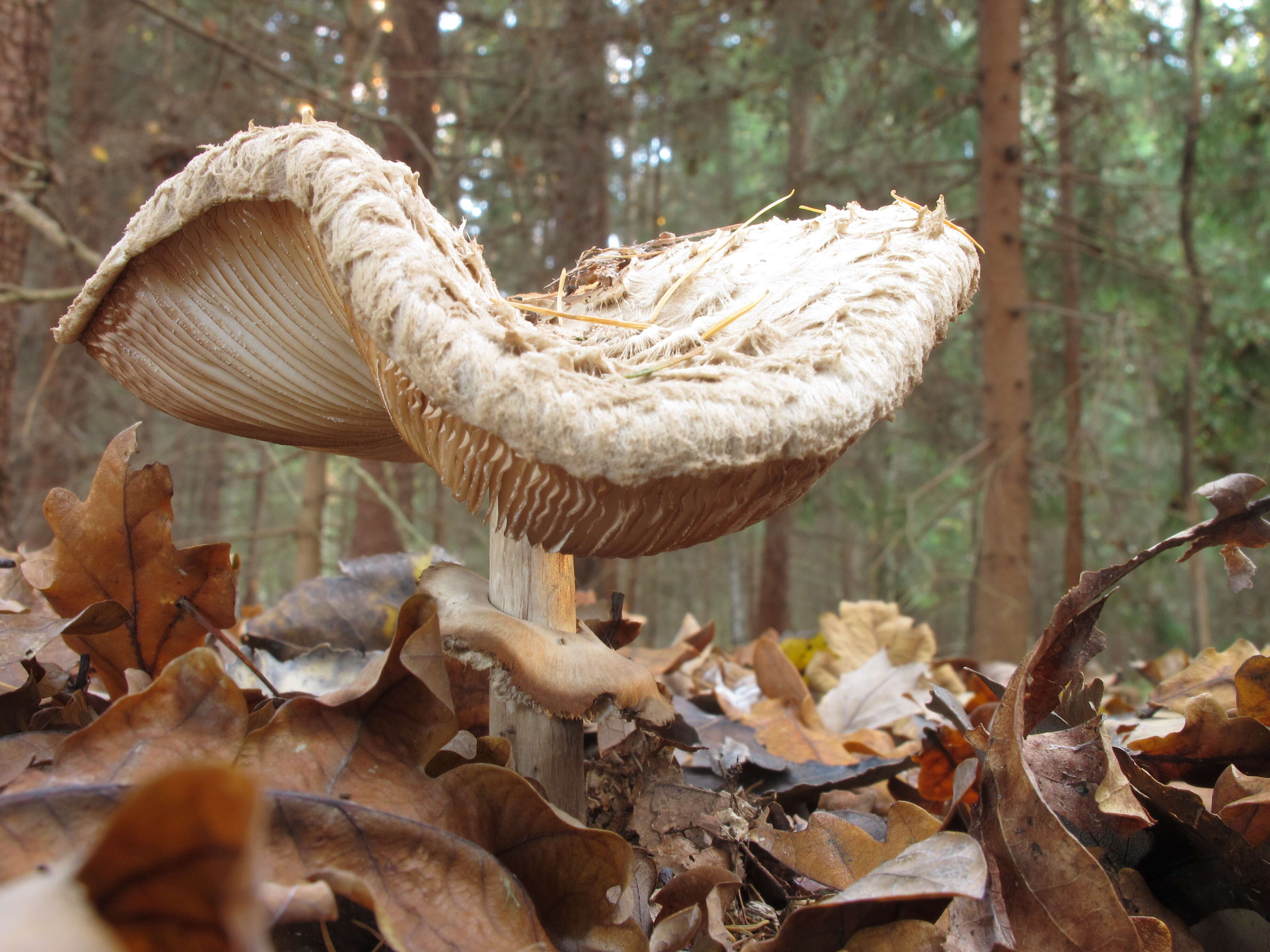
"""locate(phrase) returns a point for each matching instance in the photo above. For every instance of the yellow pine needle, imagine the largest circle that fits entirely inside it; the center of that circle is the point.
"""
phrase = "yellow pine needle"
(713, 252)
(947, 221)
(733, 317)
(587, 318)
(662, 366)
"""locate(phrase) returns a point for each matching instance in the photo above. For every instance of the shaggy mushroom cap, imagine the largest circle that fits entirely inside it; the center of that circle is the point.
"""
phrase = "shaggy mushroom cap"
(564, 674)
(294, 286)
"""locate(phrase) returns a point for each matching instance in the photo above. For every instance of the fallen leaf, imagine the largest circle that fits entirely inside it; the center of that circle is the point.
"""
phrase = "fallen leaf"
(1056, 894)
(779, 729)
(919, 884)
(873, 696)
(1212, 672)
(117, 545)
(900, 936)
(1070, 770)
(837, 852)
(356, 610)
(1205, 747)
(1197, 864)
(1165, 667)
(174, 869)
(22, 636)
(1244, 804)
(1253, 689)
(1141, 902)
(943, 751)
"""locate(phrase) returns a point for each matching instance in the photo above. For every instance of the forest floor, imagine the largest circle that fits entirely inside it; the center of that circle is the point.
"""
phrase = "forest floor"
(318, 775)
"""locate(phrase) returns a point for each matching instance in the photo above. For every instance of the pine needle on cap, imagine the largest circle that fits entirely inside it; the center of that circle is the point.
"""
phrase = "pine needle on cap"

☆ ☆ ☆ ☆ ☆

*WHAT NEEDS TO BE DONE*: What you return should be the full listing, unchanged, minus the pictures.

*WRITTEN ANSWER*:
"""locate(phrase) returns a point for each matching instance in the photo above. For every instance of the yellow pine needle, imagine the largest circle that fits entirely inside it; the center of that circle is the point.
"""
phrase = "yellow pine needle"
(713, 252)
(947, 221)
(733, 317)
(587, 318)
(662, 366)
"""locate(phrase) returns a point for each matching instance in the photo above. For every instance of the shaggy mushroom cap, imagine the largest circle that fits entirely inside it; the center of that circle is the point.
"""
phrase = "shaggy mushroom cap"
(564, 674)
(294, 286)
"""locate(phrase) returns a point for each matching instance in the photo above. For every instance of the fallen leaf, imagine the largest circle that fits entirely inside it; the center of that circle is the point.
"""
phrase = "fallen leaf"
(1056, 894)
(779, 729)
(919, 884)
(873, 696)
(1212, 672)
(117, 545)
(900, 936)
(1070, 770)
(837, 852)
(356, 610)
(1205, 747)
(1197, 864)
(1165, 667)
(174, 869)
(22, 636)
(1244, 804)
(1253, 689)
(1141, 902)
(943, 751)
"""locate(phrase) returns a point for each matching instance in the photo above. For every instance of the forest floor, imagine the largest circle that fits entirely inside it; the center of that circle is the point.
"""
phrase = "forest floor"
(318, 775)
"""locate(phrase) returns a point for each matching instance in the photo above. For every instance of the pine needle on cap, imagine the largest circle that fits entirely inside it; the center of that circle is the point.
"""
phrase = "pine needle on cap"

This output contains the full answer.